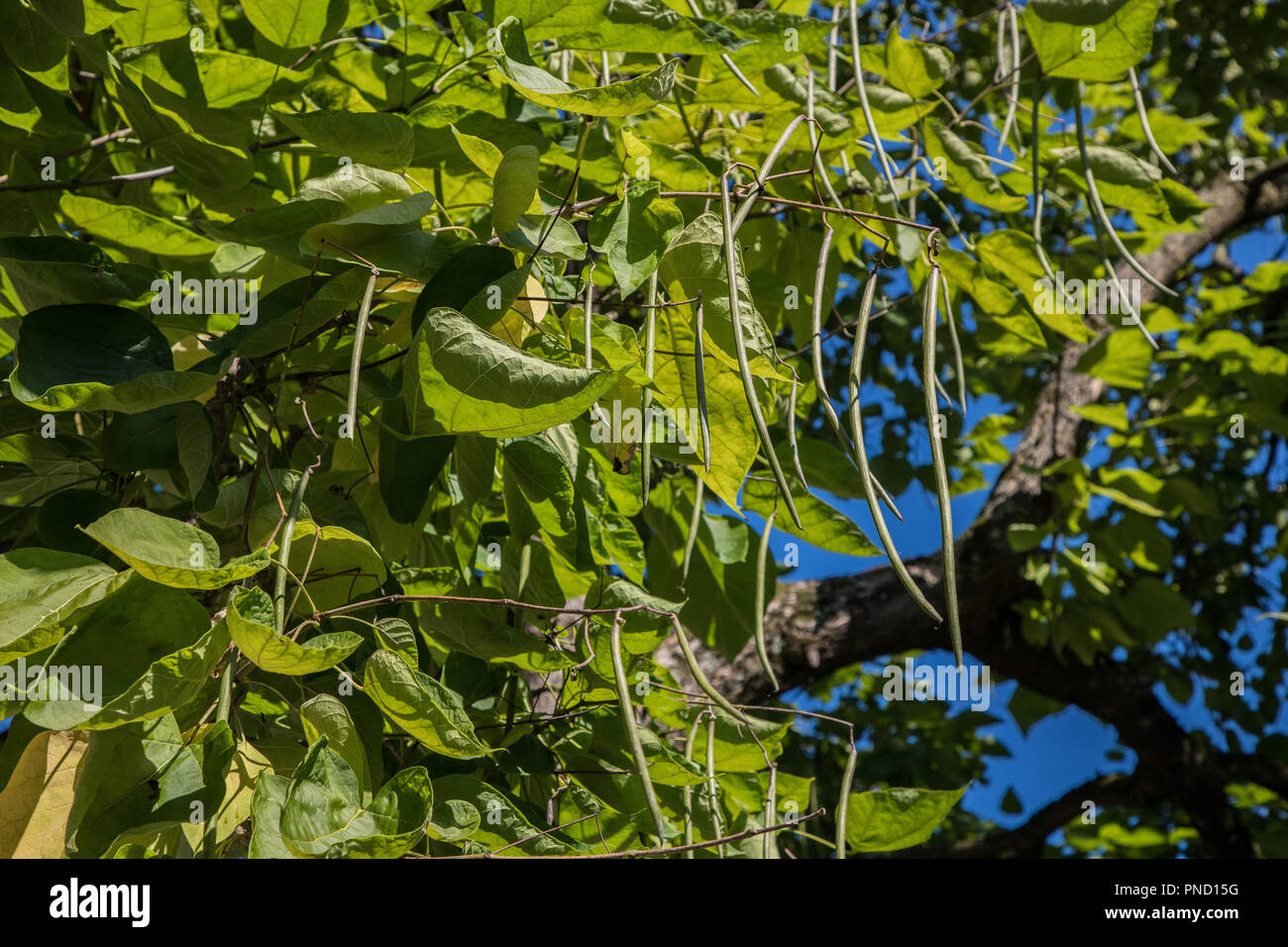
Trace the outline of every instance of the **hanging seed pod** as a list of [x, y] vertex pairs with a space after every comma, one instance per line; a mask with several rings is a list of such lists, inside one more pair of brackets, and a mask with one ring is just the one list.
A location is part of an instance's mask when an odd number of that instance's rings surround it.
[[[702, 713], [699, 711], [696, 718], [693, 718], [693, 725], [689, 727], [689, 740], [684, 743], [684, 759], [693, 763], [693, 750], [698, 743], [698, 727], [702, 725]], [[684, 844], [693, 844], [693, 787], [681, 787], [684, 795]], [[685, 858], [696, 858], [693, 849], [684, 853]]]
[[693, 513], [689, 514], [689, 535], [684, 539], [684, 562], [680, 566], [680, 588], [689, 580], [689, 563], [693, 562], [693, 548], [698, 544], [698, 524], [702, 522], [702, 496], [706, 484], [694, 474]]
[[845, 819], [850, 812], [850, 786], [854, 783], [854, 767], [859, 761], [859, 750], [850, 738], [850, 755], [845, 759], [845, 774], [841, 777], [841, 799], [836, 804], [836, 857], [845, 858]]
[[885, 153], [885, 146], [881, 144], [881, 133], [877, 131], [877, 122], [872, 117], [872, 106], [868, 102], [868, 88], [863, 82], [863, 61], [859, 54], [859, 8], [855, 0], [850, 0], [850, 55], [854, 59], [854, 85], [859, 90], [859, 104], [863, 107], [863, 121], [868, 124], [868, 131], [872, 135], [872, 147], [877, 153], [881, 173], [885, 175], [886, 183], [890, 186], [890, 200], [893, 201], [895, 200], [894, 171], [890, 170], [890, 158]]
- - -
**YOUR INSTRUCTIONS:** Copy every line of the records above word for word, leaving out the pictures.

**FINISHED TASK:**
Trace the outline of every instance of the **hanging seed pod** as a list of [x, y] vertex pairs with a space after every comma, one instance per line; a mask with several rings is a list of such lists, inside one more pair of brackets, and a mask with one ring is just the one list.
A location is part of an instance's mask when an odd number of that instance's rings surround it.
[[[702, 713], [699, 711], [696, 718], [693, 718], [693, 725], [689, 727], [689, 740], [684, 743], [684, 759], [693, 763], [693, 750], [698, 743], [698, 727], [702, 725]], [[684, 844], [693, 844], [693, 787], [681, 787], [684, 795]], [[685, 858], [696, 858], [693, 849], [684, 853]]]
[[693, 513], [689, 514], [689, 535], [684, 539], [684, 562], [680, 566], [680, 588], [689, 580], [689, 563], [693, 562], [693, 548], [698, 544], [698, 524], [702, 522], [702, 496], [706, 484], [694, 474]]
[[845, 819], [850, 812], [850, 786], [854, 783], [854, 767], [859, 761], [859, 750], [850, 738], [850, 755], [845, 759], [845, 774], [841, 777], [841, 799], [836, 804], [836, 857], [845, 858]]
[[885, 153], [885, 146], [881, 144], [881, 133], [877, 131], [877, 122], [872, 117], [872, 106], [868, 102], [868, 88], [863, 82], [863, 61], [859, 54], [859, 8], [855, 0], [850, 0], [850, 55], [854, 59], [854, 85], [859, 90], [859, 104], [863, 107], [863, 121], [868, 124], [868, 131], [872, 135], [872, 147], [877, 153], [881, 173], [885, 175], [886, 183], [890, 186], [890, 200], [893, 201], [895, 200], [894, 171], [890, 170], [890, 158]]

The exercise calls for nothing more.